**TEXTAUSZUG:**
----------------------------------------
Das Wunder der Verborgenen Sprache
Übersetzung aus der Mai-Ausgabe (1992) der englischen Zeitschrift YOGA. & HEALTH Original-Titel: The miracle of The hidden language.
Svami Gopalananda erklärt hier, wie er nach einem Sturz mit schweren Verletzungen durch die Übung der Verborgenen Sprache, in den āsanas, der besinnlichen Einstellung und der Selbstbefragung Heilung gefunden hat:
Es war vor ein paar Jahren, als ich von einem sechs Meter hohen Gerüst stürzte. Ich erinnere mich nicht mehr genau daran, was ich gedacht habe, bevor ich auf dem Boden aufschlug. Mein Leben zog nicht an meinen Augen vorbei, wie es vielleicht hätte sein sollen. Aber ich erinnere mich an den Versuch, mich auf den Aufprall dadurch vorzubereiten, daß ich mich in der Luft so drehte und streckte, daß ich nicht auf dem flachen Rücken landen würde. Ich muß wohl gedacht haben, etwas unternehmen zu können, wenn ich sehen würde, was auf mich zukommt. Diese Idee wäre weit hilfreicher gewesen, wenn sie etwas früher Anwendung gefunden hätte.
----------------------------------------
**DIE DATEN:**
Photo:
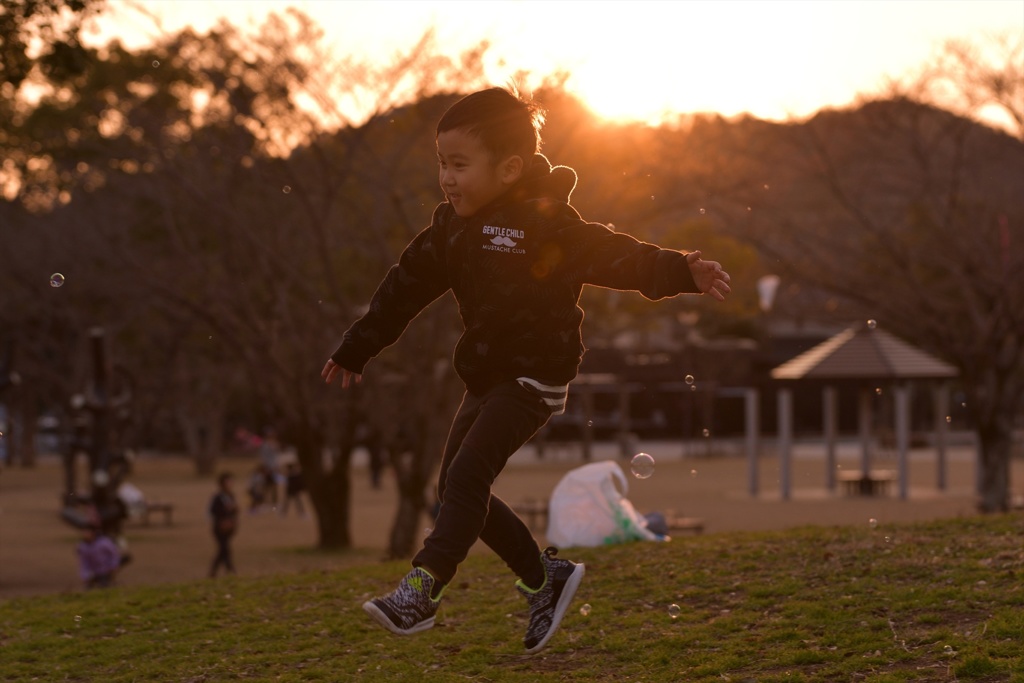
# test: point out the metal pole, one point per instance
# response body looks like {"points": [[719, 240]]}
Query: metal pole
----------------------------------------
**AUFGABEN:**
1. Prüfe, ob die Aussagen (a), (b) und (c) mit dem Bericht über den Sturz vom Gerüst übereinstimmen, und beantworte jede mit Ja oder Nein samt den entscheidenden Worten des Textes als wörtlichem Zitat. (a) Der Sturz erfolgte von einem sechs Meter hohen Gerüst. (b) Während des Sturzes zog das eigene Leben vor den Augen vorbei. (c) Der Text ist eine Übersetzung aus der Mai-Ausgabe 1992 einer englischen Zeitschrift.
2. Setze den Bericht über den Sturz vom Gerüst nach seinem letzten Satz fort.
Die Zeilen sind eigenständiges Material und gehören nicht zum Text.

**LÖSUNGEN:**
1.
(a) Ja: „als ich von einem sechs Meter hohen Gerüst stürzte“
(b) Nein: „Mein Leben zog nicht an meinen Augen vorbei“
(c) Ja: „Übersetzung aus der Mai-Ausgabe (1992) der englischen Zeitschrift YOGA. & HEALTH“

2.
In diesem Fall hat meine Aktion die resultierende Verletzung nur verschlimmert. Aber ich erinnere mich an einen dominierenden Gedanken im Moment des Aufschlags: Wenn ich in Bewegung bleibe, bin ich in Ordnung. Ich bleibe einfach in Bewegung und bin in Ordnung. Seit damals bin ich zu der Einsicht gekommen, daß dieser Gedanke eine stille, treibende Kraft in meinem Leben war, solange ich zurückdenken kann. Wie auch immer, er war unzutreffend. Nachdem ich gelandet war, konnte ich mich überhaupt nicht bewegen.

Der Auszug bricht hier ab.